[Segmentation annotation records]
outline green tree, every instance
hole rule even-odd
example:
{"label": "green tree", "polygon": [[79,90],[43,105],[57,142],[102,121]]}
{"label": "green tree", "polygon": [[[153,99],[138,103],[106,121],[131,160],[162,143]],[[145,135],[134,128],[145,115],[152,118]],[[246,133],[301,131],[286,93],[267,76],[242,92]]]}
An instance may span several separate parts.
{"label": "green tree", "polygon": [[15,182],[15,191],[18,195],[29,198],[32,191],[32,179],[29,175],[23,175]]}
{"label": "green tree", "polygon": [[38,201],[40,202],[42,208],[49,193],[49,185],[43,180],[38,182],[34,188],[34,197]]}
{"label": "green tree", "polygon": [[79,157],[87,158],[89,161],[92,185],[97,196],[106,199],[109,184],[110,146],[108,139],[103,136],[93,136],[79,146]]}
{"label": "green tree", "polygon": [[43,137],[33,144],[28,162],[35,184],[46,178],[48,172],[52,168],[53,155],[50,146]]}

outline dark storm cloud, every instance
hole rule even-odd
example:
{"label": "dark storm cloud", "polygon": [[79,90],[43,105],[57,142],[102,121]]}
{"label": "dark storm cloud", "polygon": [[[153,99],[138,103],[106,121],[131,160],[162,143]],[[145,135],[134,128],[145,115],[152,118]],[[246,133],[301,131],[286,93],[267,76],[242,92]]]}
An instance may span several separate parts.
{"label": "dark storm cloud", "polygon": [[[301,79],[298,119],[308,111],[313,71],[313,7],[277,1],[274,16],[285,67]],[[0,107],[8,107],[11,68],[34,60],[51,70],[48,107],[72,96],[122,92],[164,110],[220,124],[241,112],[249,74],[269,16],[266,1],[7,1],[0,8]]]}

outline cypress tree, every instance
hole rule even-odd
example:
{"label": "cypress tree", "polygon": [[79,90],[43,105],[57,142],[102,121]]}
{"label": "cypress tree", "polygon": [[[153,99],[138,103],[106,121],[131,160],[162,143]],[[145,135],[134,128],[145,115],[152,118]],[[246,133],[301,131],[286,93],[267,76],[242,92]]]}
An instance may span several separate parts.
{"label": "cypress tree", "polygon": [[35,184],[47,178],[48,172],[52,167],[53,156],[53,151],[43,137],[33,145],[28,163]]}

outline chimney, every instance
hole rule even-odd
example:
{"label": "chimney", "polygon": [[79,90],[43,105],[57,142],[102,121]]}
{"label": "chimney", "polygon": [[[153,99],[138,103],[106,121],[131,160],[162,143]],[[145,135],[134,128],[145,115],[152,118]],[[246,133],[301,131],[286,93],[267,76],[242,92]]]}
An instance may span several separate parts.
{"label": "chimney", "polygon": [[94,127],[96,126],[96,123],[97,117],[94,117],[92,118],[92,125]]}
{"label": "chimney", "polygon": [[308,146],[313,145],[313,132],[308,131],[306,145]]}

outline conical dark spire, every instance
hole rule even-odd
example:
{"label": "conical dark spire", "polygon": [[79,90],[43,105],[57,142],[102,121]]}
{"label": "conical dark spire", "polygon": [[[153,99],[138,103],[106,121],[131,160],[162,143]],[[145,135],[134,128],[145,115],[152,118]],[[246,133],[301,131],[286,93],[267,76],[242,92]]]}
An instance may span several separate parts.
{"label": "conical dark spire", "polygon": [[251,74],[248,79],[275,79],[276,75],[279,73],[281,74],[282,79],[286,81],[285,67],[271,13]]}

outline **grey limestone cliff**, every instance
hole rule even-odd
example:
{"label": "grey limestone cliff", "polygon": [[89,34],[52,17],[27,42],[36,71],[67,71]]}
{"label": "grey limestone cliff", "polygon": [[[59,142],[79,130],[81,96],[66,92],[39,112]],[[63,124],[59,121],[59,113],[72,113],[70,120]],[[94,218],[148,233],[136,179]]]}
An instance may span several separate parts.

> _SHORT EXERCISE_
Format every line of the records above as a JSON list of strings, with one string per line and the blank lines left out.

> _RESULT FOR THIS EXERCISE_
[
  "outline green tree, every instance",
  "hole rule even-odd",
  "example:",
  "{\"label\": \"green tree\", \"polygon\": [[79,90],[43,105],[57,142],[102,121]]}",
  "{\"label\": \"green tree\", \"polygon\": [[[153,99],[138,103],[106,121],[131,160],[162,143]],[[145,135],[134,128],[145,115],[152,118]],[[246,133],[301,131],[286,93],[267,76],[242,92]]]}",
  "An instance may span several separate parts.",
  "{\"label\": \"green tree\", \"polygon\": [[15,182],[15,191],[18,195],[29,198],[32,191],[32,179],[29,175],[23,175]]}",
  "{\"label\": \"green tree\", \"polygon\": [[38,201],[40,202],[42,208],[49,193],[49,185],[43,180],[38,182],[34,188],[34,197]]}",
  "{\"label\": \"green tree\", \"polygon\": [[79,157],[87,158],[89,161],[92,185],[97,196],[106,199],[109,184],[110,146],[108,139],[103,136],[93,136],[79,146]]}",
  "{\"label\": \"green tree\", \"polygon\": [[43,137],[33,144],[28,162],[35,184],[46,178],[48,172],[52,168],[53,155],[50,146]]}",
  "outline dark storm cloud, every instance",
  "hole rule even-odd",
  "example:",
  "{\"label\": \"dark storm cloud\", \"polygon\": [[79,90],[43,105],[57,142],[102,121]]}",
  "{\"label\": \"dark storm cloud\", \"polygon\": [[[153,99],[138,103],[106,121],[131,160],[162,143]],[[145,135],[134,128],[145,115],[152,118]],[[246,133],[301,131],[286,93],[267,76],[242,92]]]}",
  "An instance may span several separate parts.",
  "{\"label\": \"dark storm cloud\", \"polygon\": [[[301,79],[298,119],[308,111],[313,71],[313,7],[277,1],[274,16],[285,67]],[[0,107],[8,107],[11,68],[34,60],[51,70],[48,107],[72,96],[122,92],[164,110],[220,124],[241,112],[249,74],[269,16],[266,1],[7,1],[0,8]]]}",
  "outline cypress tree, every instance",
  "hole rule even-odd",
  "example:",
  "{\"label\": \"cypress tree\", \"polygon\": [[79,90],[43,105],[57,142],[102,121]]}",
  "{\"label\": \"cypress tree\", \"polygon\": [[[153,99],[138,103],[106,121],[131,160],[162,143]],[[145,135],[134,128],[145,115],[152,118]],[[246,133],[301,131],[286,93],[267,76],[242,92]]]}",
  "An instance may span several separate parts.",
  "{\"label\": \"cypress tree\", \"polygon\": [[35,184],[47,178],[48,172],[52,167],[53,156],[53,151],[43,137],[33,145],[28,163]]}",
  "outline chimney, every instance",
  "hole rule even-odd",
  "example:",
  "{\"label\": \"chimney\", \"polygon\": [[79,90],[43,105],[57,142],[102,121]]}",
  "{\"label\": \"chimney\", \"polygon\": [[[153,99],[138,103],[106,121],[131,160],[162,143]],[[145,135],[134,128],[145,115],[152,118]],[[246,133],[301,131],[286,93],[267,76],[242,92]]]}",
  "An instance may span several separate parts.",
  "{\"label\": \"chimney\", \"polygon\": [[94,127],[96,126],[96,123],[97,117],[94,117],[92,118],[92,125]]}",
  "{\"label\": \"chimney\", \"polygon\": [[308,146],[313,145],[313,132],[308,131],[306,145]]}",
  "outline conical dark spire, every instance",
  "hole rule even-odd",
  "example:",
  "{\"label\": \"conical dark spire\", \"polygon\": [[79,90],[43,105],[57,142],[102,121]]}",
  "{\"label\": \"conical dark spire\", \"polygon\": [[[153,99],[138,103],[106,121],[131,160],[162,143]],[[145,135],[134,128],[145,115],[152,118]],[[246,133],[301,131],[286,93],[267,76],[242,92]]]}",
  "An instance may span several separate parts.",
  "{\"label\": \"conical dark spire\", \"polygon\": [[251,74],[248,79],[275,79],[276,75],[279,73],[281,74],[282,79],[286,81],[285,67],[271,13]]}",
  "outline **grey limestone cliff**, every instance",
  "hole rule even-odd",
  "example:",
  "{\"label\": \"grey limestone cliff\", \"polygon\": [[89,34],[52,17],[27,42],[36,71],[67,71]]}",
  "{\"label\": \"grey limestone cliff\", \"polygon\": [[[59,142],[79,130],[81,96],[66,92],[39,112]],[[63,124],[59,121],[59,113],[72,113],[70,120]],[[94,218],[148,233],[136,179]]]}",
  "An instance may span several separate parts."
]